* BEGIN The data *

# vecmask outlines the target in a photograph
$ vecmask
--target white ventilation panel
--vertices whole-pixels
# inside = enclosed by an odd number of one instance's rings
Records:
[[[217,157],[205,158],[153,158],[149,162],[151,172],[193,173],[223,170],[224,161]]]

* END The data *

* To be done
Recast the material above as a Markdown table with the columns n and Line. Give each non-blank line its own row, numbered in order.

* Result of this task
| n | Line |
|---|---|
| 1 | # vecmask outlines the target in a photograph |
| 2 | $ vecmask |
| 3 | --target white ventilation panel |
| 4 | --vertices whole-pixels |
| 5 | # inside = enclosed by an odd number of one instance's rings |
| 6 | Records: |
| 7 | [[[217,157],[205,158],[153,158],[149,162],[151,172],[193,173],[223,170],[224,161]]] |